__Source records__.
Content starts
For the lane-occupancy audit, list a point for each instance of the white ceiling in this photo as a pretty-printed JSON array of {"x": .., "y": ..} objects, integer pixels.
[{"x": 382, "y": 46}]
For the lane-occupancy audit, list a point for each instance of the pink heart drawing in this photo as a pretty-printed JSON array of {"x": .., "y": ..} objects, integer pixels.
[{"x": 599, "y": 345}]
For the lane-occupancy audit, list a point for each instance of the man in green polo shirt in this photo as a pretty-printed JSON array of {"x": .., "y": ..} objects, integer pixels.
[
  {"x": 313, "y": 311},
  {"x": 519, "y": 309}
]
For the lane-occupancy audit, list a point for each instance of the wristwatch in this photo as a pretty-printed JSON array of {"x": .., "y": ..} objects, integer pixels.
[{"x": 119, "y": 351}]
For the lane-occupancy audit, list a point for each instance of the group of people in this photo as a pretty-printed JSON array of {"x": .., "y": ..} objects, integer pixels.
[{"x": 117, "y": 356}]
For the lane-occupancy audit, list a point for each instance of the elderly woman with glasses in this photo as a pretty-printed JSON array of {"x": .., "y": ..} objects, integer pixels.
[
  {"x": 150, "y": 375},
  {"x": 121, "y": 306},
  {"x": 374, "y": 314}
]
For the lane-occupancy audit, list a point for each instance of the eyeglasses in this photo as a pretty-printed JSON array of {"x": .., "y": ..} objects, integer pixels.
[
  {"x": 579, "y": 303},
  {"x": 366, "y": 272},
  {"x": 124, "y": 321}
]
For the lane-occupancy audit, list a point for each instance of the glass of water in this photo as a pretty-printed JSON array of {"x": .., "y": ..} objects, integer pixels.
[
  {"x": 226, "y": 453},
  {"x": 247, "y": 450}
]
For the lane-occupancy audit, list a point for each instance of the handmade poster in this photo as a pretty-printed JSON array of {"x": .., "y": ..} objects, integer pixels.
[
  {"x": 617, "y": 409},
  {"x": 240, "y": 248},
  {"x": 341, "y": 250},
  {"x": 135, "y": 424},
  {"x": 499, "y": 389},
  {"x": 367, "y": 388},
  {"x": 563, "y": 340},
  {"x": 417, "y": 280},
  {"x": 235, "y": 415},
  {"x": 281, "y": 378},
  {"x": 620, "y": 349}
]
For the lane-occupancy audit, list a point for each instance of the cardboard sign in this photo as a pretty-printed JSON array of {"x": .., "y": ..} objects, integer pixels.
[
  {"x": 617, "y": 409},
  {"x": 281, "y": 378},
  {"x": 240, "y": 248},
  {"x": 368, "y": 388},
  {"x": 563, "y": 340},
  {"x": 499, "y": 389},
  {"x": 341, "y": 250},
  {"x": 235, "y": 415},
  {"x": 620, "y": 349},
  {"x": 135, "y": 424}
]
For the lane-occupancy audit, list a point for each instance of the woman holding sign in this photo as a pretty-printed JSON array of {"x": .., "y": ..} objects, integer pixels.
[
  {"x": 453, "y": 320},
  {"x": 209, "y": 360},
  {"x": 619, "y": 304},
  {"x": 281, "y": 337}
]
Content ends
__What this task involves__.
Restate the records above in full, keeping each line exactly as it stands.

__Written solution__.
For the lane-occupancy audit, list a point for each instance of the white ceiling in this photo as a pretty-printed JSON array of {"x": .., "y": ..} objects, integer pixels.
[{"x": 382, "y": 46}]
For the lane-occupancy audit, list a point for each instance of the pink heart drawing in this photo as a pretty-printed JSON array of {"x": .., "y": ..} objects, integer pixels.
[{"x": 599, "y": 345}]
For the lane-occupancy audit, list a point for each instance of the man in green polo shirt in this photo as a pretty-printed JSON array of {"x": .., "y": ..} objects, integer pixels.
[
  {"x": 313, "y": 311},
  {"x": 519, "y": 309}
]
For the lane-occupancy audit, list a point for each instance of the wristwatch in this photo as a pretty-printed JSON array of {"x": .., "y": ..} objects, integer pixels.
[{"x": 119, "y": 351}]
For the lane-occupancy audit, list a point for each instance of the group of people in this photo as a pretty-printed JSON array of {"x": .., "y": ..} objects, integer pixels.
[{"x": 117, "y": 356}]
For the lane-occupancy audit, list a point for each instance of the elderly woman with glasses in this photo as a pretty-printed JSON array of {"x": .., "y": ..} objects, integer pixels.
[
  {"x": 150, "y": 375},
  {"x": 121, "y": 306},
  {"x": 374, "y": 314}
]
For the lane-occupancy audit, list a point for each instance of the eyeglasses in this photo as a pretty-printed JSON array of {"x": .., "y": ..} objects, integer pixels.
[
  {"x": 579, "y": 303},
  {"x": 366, "y": 272},
  {"x": 124, "y": 321}
]
For the lane-occupancy audit, list a point for each instance of the glass of water in this photo as a pretty-printed JSON array of {"x": .., "y": ..} objects, integer pixels.
[
  {"x": 226, "y": 453},
  {"x": 247, "y": 450}
]
For the lane-occupancy audit, list a point for each instance of the handmade poster in this photo as a pretty-printed JSON array of {"x": .., "y": ..} objects, integer pixels.
[
  {"x": 617, "y": 409},
  {"x": 240, "y": 248},
  {"x": 341, "y": 250},
  {"x": 135, "y": 424},
  {"x": 499, "y": 389},
  {"x": 367, "y": 388},
  {"x": 563, "y": 340},
  {"x": 417, "y": 280},
  {"x": 235, "y": 415},
  {"x": 281, "y": 378},
  {"x": 620, "y": 349}
]
For the lane-occupancy audit, list a point for each instance of the cardboard sign in this photo as a pretty-printed JSON array of {"x": .., "y": ..} objects, integer pixels.
[
  {"x": 617, "y": 409},
  {"x": 281, "y": 378},
  {"x": 240, "y": 248},
  {"x": 368, "y": 388},
  {"x": 563, "y": 340},
  {"x": 499, "y": 389},
  {"x": 341, "y": 250},
  {"x": 235, "y": 415},
  {"x": 620, "y": 349},
  {"x": 135, "y": 424}
]
For the lane-occupancy audit, list a point for each instance of the woman holding sign in this photo as a pretty-printed JSON array of {"x": .., "y": ..} objects, integer pixels.
[
  {"x": 453, "y": 320},
  {"x": 209, "y": 360},
  {"x": 619, "y": 304},
  {"x": 281, "y": 337}
]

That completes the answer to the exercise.